EXERCISES:
1 > In the court opinion, which court's ruling does the Supreme Court of New Mexico reinstate?
2 > Please list every attorney named in the court opinion.

City of Albuquerque v. Chavez, 125 N.M. 809, 965 P.2d 928, 1998-NMSC-033 (1998)

Sept. 21, 1998 · Supreme Court of New Mexico · No. 24257
125 N.M. 809, 965 P.2d 928, 1998-NMSC-033

1998-NMSC-033

965 P.2d 928

CITY OF ALBUQUERQUE, Plaintiff-Respondent, v. Ernest B. CHAVEZ, Defendant-Petitioner.

No. 24257.

Supreme Court of New Mexico.

Sept. 21, 1998.

Robert M. White, City Attorney, Charles W. Kolberg, Assistant City Attorney, Albuquerque, for Plaintiff-Respondent.

Roy A. Anuskewicz, Jr., Albuquerque, for Defendant-Petitioner.

OPINION

FRANCHINI, Chief Justice.

{1} Petitioner-Employee Ernest Chavez was terminated by the City of Albuquerque Fire Department (Department). A divided Court of Appeals reversed the district court order that had set aside the decision of the City of Albuquerque Personnel Board sustaining Chavez’s termination. City of Albuquerque v. Chavez, 1997-NMCA-034, 123 N.M. 258, 939 P.2d 1066. The majority opinion of the Court of Appeals held that “due process was not violated by requiring Employee to present his evidence first or to bear the burden of production or persuasion in [post-termination] proceedings before the Hearing Officer.” Id. ¶ 1. While the majority acknowledged the dissent’s concern that certain “ ‘procedural irregularities at the pretermination proceeding had the effect of increasing, and not decreasing, the risk of error present at the post-termination hearing,’” id. ¶28, the majority did not address the alleged irregularities, concluding simply that Chavez “received all the process he was due.” Id. ¶ 29. We granted certiorari, and, applying federal due process principles, we now reverse the Court of Appeals and reinstate the district court’s ruling.

SUPPLIED MATERIAL:
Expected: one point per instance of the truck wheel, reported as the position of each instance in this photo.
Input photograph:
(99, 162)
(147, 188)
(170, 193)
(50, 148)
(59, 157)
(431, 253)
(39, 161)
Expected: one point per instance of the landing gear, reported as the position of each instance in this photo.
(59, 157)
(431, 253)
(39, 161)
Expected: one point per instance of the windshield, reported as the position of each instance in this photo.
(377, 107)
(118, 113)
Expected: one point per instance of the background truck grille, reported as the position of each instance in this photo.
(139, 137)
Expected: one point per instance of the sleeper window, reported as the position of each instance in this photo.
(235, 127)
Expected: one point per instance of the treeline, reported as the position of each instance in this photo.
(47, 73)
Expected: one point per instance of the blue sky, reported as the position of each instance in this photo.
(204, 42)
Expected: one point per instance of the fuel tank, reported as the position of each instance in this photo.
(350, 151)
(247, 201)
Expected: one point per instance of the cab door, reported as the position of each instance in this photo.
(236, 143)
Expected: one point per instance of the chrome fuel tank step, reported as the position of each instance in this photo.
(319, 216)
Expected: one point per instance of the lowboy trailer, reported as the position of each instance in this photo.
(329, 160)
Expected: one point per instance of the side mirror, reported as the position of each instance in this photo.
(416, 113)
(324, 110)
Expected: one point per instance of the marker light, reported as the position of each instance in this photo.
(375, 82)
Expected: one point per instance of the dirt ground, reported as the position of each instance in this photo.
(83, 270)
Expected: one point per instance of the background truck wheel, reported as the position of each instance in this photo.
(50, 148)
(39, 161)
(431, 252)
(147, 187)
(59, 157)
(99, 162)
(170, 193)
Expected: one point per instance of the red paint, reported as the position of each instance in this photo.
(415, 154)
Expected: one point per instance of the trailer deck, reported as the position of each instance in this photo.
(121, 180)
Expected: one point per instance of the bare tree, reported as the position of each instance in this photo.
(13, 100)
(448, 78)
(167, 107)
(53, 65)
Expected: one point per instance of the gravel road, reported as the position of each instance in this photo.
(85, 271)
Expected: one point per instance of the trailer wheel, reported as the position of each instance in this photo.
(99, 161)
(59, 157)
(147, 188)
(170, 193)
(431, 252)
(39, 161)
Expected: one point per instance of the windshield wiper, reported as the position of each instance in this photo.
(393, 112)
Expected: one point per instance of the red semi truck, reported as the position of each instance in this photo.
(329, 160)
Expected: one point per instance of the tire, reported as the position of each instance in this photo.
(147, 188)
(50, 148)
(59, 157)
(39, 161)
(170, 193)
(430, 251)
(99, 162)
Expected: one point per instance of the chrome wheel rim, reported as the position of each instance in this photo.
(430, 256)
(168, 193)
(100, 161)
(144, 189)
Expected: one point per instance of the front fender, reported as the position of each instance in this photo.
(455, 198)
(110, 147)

WORKED SOLUTIONS:
1 > The district court's ruling.

2 > Robert M. White, Charles W. Kolberg, Roy A. Anuskewicz, Jr.